**TASK ITEM**. Beginning at the line that contains "Where can the blue" and ending at the last line of the entries, write out each line exactly; include nothing outside that span.

**Data excerpts**.
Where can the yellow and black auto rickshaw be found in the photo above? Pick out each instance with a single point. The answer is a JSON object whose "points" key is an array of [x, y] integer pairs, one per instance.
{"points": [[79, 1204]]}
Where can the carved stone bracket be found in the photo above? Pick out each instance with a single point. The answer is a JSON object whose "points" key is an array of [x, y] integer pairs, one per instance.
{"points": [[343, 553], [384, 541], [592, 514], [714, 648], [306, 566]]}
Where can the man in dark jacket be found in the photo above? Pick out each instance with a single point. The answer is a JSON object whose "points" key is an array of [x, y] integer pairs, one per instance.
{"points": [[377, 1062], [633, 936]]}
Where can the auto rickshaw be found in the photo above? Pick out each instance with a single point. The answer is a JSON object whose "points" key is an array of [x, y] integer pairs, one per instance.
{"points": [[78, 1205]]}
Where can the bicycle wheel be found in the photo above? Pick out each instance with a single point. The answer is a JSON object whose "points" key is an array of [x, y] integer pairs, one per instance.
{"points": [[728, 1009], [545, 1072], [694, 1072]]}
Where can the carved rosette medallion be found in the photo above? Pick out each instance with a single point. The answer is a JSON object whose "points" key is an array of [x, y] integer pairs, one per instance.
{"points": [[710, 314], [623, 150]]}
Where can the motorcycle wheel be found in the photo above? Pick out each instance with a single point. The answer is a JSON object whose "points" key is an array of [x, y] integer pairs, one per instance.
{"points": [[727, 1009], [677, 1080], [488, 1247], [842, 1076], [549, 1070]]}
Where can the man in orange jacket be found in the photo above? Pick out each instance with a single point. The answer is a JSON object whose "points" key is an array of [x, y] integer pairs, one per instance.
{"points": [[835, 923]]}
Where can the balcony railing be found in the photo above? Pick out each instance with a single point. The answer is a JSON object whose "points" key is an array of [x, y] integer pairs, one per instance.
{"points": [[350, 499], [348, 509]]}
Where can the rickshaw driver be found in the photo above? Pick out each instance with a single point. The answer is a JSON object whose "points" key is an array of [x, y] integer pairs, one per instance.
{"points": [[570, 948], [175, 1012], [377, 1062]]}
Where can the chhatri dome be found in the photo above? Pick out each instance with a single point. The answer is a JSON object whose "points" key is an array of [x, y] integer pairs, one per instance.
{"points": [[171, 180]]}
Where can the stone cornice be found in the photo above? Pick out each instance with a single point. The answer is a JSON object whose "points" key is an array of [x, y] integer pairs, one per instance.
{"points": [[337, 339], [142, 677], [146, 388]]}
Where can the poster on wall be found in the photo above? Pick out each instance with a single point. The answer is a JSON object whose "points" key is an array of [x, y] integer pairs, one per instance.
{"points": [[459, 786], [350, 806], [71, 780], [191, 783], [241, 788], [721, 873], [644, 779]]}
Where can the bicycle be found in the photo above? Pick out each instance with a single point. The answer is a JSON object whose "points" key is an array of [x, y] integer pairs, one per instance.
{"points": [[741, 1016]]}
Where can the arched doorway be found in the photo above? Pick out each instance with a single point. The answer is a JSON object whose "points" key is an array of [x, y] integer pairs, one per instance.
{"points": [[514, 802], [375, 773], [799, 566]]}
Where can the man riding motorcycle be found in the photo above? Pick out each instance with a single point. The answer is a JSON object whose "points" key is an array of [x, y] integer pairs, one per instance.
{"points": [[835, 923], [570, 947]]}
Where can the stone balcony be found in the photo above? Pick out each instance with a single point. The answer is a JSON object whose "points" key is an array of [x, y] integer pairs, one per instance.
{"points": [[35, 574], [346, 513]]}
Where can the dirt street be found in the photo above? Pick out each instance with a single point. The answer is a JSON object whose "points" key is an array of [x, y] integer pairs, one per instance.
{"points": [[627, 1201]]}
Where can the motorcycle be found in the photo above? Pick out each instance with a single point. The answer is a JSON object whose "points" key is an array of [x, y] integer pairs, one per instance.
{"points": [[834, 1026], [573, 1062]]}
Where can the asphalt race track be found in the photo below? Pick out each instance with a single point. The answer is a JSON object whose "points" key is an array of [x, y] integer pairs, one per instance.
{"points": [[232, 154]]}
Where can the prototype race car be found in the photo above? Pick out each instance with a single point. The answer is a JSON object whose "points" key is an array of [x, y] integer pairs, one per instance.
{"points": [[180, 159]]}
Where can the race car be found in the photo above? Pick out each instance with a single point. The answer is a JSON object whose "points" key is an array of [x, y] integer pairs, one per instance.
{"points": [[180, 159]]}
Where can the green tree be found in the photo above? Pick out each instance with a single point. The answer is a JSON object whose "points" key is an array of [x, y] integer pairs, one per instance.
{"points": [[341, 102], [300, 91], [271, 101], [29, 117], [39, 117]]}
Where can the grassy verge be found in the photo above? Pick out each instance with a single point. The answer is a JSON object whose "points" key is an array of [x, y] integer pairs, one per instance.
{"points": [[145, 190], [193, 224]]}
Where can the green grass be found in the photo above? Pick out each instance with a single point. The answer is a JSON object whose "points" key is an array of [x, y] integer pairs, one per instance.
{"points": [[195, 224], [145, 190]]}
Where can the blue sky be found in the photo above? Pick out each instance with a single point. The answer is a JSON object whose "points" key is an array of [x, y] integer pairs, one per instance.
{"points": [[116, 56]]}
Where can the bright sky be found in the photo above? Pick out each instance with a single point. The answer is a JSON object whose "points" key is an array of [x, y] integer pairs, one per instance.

**WORKED SOLUTION**.
Where can the blue sky be found in the photo above? Pick out each instance with a single point. The answer is a JSON object whose "points" key is an array of [x, y] integer pairs, one per instance.
{"points": [[116, 56]]}
Where can the bright sky be found in the photo above? Pick out each instance with a single point. The answer is a JSON object whose "points" key is an array of [x, y] integer pairs, one per instance.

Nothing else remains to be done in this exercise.